Question

Consider a vector $\vec A = 5\hat i + p\hat j + 4\sqrt 2 \hat k$ . Its modulus is 11. Find the value of $p$ .
A) +$8$
B) −$6$
C) ±$8$
D) ±$6$

Answer 1

Hint:Vectors have direction and magnitude. The modulus of a vector refers to the magnitude or length of the vector. Any vector can be resolved into three components along the x-axis, y-axis and z-axis in three dimensions. Now the modulus of the vector will be the square root of the sum of the squares of the three components. Here, $p$ represents the component of $\vec A$ along the y-axis.

Formulas used:
-The magnitude or modulus of a general vector $\vec B = {B_x}\hat i + {B_y}\hat j + {B_z}\hat k$ is given by, $\left| {\vec B} \right| = \sqrt {B_x^2 + B_y^2 + B_z^2} $ where ${B_x}$ , ${B_y}$ , ${B_z}$ are the components of $\vec B$ along the x, y, z axes respectively.

Complete step by step answer.
Step 1: List the data given in the question.
We have a vector $\vec A = 5\hat i + p\hat j + 4\sqrt 2 \hat k$ and its magnitude is given as 11.

--- --- ---

* **Exercise task**
Answer these questions about the vector problem:
(a) What value is given for the modulus of $\vec A$?
(b) According to the hint, what does the modulus of a vector refer to?
(c) Along which axis is $p$ the component of $\vec A$?

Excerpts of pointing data
--- --- ---

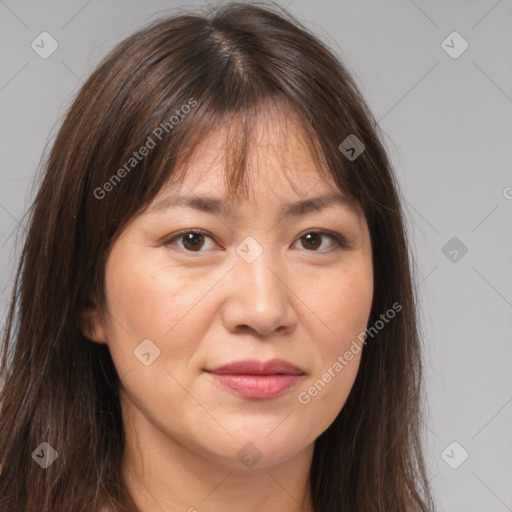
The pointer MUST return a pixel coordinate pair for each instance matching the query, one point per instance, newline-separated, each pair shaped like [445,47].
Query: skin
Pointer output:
[208,307]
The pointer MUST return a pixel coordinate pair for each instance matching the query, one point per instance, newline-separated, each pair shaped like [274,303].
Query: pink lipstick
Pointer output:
[256,379]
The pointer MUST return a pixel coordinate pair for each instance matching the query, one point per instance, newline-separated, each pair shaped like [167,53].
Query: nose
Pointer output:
[259,298]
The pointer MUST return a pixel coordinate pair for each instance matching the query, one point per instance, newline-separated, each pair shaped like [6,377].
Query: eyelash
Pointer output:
[339,242]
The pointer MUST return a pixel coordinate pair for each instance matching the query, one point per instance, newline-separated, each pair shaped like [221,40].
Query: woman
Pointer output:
[214,306]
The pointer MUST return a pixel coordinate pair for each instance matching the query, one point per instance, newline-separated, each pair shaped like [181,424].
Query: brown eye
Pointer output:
[192,241]
[313,240]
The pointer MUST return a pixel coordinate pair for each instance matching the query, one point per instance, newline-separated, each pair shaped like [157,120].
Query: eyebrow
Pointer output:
[222,207]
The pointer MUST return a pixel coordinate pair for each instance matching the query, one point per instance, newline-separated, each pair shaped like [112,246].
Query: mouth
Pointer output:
[256,379]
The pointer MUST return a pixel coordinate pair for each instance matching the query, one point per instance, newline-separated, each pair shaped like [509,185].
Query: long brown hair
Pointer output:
[165,87]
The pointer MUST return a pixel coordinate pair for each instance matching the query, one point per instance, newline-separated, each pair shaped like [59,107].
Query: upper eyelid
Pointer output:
[335,236]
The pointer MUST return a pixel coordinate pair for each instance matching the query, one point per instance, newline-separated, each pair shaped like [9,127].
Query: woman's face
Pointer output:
[256,283]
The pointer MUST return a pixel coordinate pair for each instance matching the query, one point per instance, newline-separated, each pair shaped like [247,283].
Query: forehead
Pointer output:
[277,158]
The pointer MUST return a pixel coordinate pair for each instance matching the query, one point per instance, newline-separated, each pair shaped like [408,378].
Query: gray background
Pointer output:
[448,128]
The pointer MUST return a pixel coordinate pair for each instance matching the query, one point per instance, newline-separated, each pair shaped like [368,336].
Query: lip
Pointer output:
[257,379]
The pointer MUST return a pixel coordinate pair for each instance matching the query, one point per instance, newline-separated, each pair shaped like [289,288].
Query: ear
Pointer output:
[92,325]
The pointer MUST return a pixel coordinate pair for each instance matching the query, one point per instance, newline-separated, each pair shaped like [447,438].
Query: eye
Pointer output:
[194,240]
[314,239]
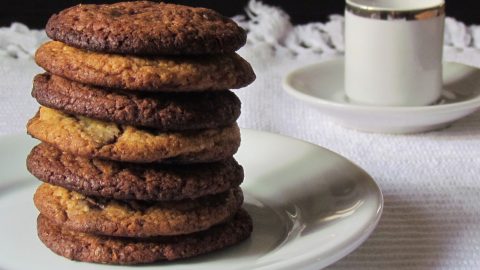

--- --- ---

* **Exercise solution**
(a) 11
(b) The magnitude or length of the vector
(c) The y-axis